- [TEXT EXCERPT]:

------------------------------------

Metadata-Version: 2.1
Name: sotoki
Version: 2.1.2
Summary: Turn StackExchange dumps into ZIM files for offline usage
Home-page: https://github.com/openzim/sotoki
Author: Kiwix
Author-email: contact+dev@kiwix.org
License: GPLv3+
Keywords: kiwix zim offline stackechange stackoverflow
Classifier: Development Status :: 4 - Beta
Classifier: Intended Audience :: Developers
Classifier: Programming Language :: Python
Classifier: Programming Language :: Python :: 3.9
Classifier: License :: OSI Approved :: GNU General Public License v3 or later (GPLv3+)
Requires-Python: >=3.6
Description-Content-Type: text/markdown
License-File: LICENSE
Requires-Dist: kiwixstorage <1.0,>=0.8.1
Requires-Dist: pif <0.9,>=0.8.2
Requires-Dist: zimscraperlib <4.0,>=3.3.0
Requires-Dist: xml-to-dict <0.2,>=0.1.6
Requires-Dist: cli-formatter <1.3,>=1.2.0
Requires-Dist: py7zr <0.21,>=0.20.4
Requires-Dist: python-slugify <9.0.0,>=8.0.1
Requires-Dist: jinja2 <3.2,>=3.1.0
Requires-Dist: redis !=4.5.2,<5.0,>=4.5.1
Requires-Dist: beautifulsoup4 <5.0,>=4.9.3
Requires-Dist: lxml <4.10,>=4.9.1
Requires-Dist: jinja2-pluralize <0.4,>=0.3.0
Requires-Dist: tld <0.14,>=0.13
Requires-Dist: mistune <3.0.0,>=2.0.5
Requires-Dist: python-dateutil <2.9,>=2.8.2
Requires-Dist: psutil <6.0,>=5.9.4
Requires-Dist: python-snappy <1.0,>=0.6.0
Requires-Dist: bidict <0.23,>=0.22.1
Requires-Dist: cchardet <2.2,>=2.1.7

Sotoki
======

`Sotoki` (*Stack Overflow to Kiwix*) is an
[openZIM](https://github.com/openzim) scraper to create offline
versions of [Stack Exchange](https://stackexchange.com) websites such
as [Stack Overflow](https://stackoverflow.com/).

------------------------------------

- [RECORDS]:
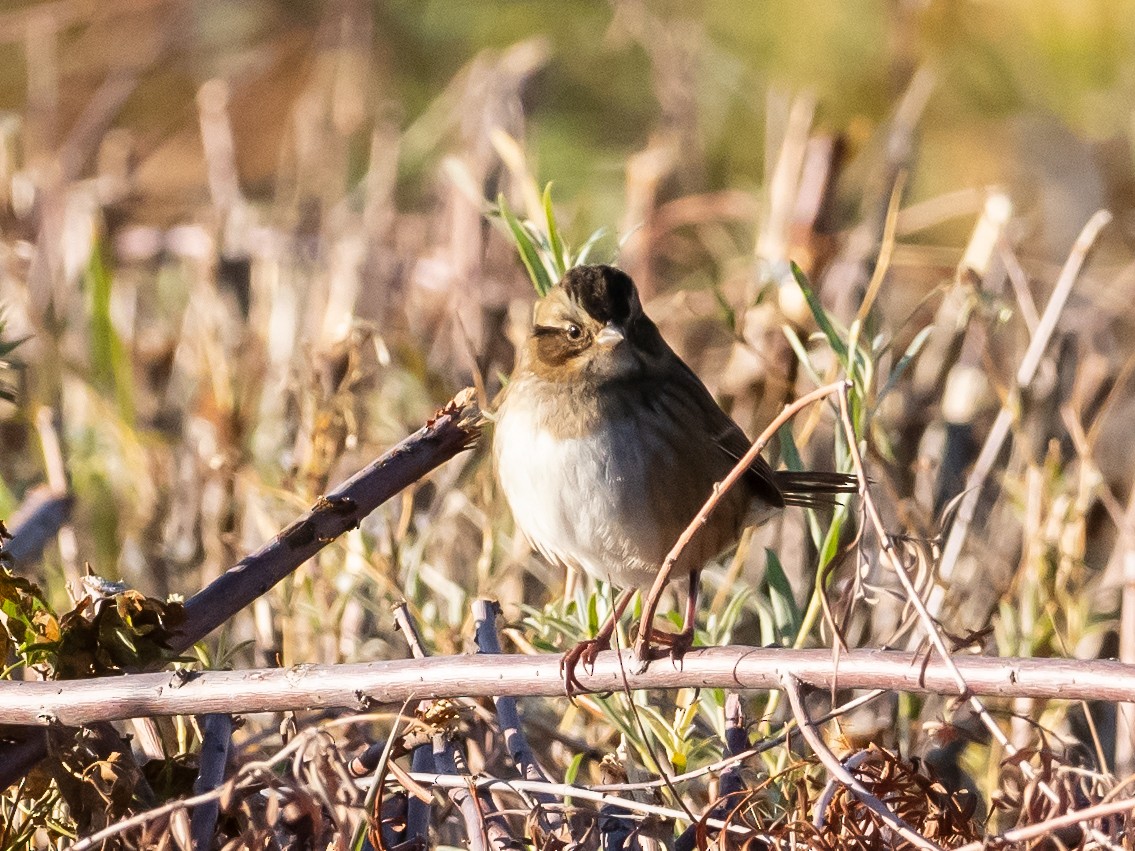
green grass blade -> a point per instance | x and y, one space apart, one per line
527 247
558 252
820 314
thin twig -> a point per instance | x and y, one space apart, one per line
218 735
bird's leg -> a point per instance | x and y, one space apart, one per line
681 641
587 651
649 606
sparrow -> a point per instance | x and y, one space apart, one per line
607 444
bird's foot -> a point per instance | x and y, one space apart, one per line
679 642
585 651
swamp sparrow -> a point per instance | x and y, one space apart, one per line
606 446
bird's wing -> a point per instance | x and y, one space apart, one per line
730 438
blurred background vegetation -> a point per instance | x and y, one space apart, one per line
246 245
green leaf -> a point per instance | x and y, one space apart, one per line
785 613
558 253
527 247
820 314
905 362
572 772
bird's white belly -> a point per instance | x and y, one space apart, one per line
572 497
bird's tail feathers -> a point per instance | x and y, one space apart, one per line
813 489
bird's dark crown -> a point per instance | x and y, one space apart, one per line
606 293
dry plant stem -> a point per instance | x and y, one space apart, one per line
642 641
467 801
523 757
564 790
246 776
726 764
1000 430
215 747
409 629
1043 828
964 688
359 685
452 430
41 516
419 812
791 687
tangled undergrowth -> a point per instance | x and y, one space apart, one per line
179 379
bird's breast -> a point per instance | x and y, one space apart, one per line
612 498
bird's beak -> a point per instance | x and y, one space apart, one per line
611 336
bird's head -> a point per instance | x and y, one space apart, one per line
591 327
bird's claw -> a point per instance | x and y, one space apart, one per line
586 651
679 642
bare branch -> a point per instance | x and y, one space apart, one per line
83 701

------------------------------------

- [GOAL]:
Please print the Sotoki package metadata from "Metadata-Version: 2.1" up to and including "or later (GPLv3+)", keeping every character unchanged.

- [RESPONSE FOR THIS EXERCISE]:
Metadata-Version: 2.1
Name: sotoki
Version: 2.1.2
Summary: Turn StackExchange dumps into ZIM files for offline usage
Home-page: https://github.com/openzim/sotoki
Author: Kiwix
Author-email: contact+dev@kiwix.org
License: GPLv3+
Keywords: kiwix zim offline stackechange stackoverflow
Classifier: Development Status :: 4 - Beta
Classifier: Intended Audience :: Developers
Classifier: Programming Language :: Python
Classifier: Programming Language :: Python :: 3.9
Classifier: License :: OSI Approved :: GNU General Public License v3 or later (GPLv3+)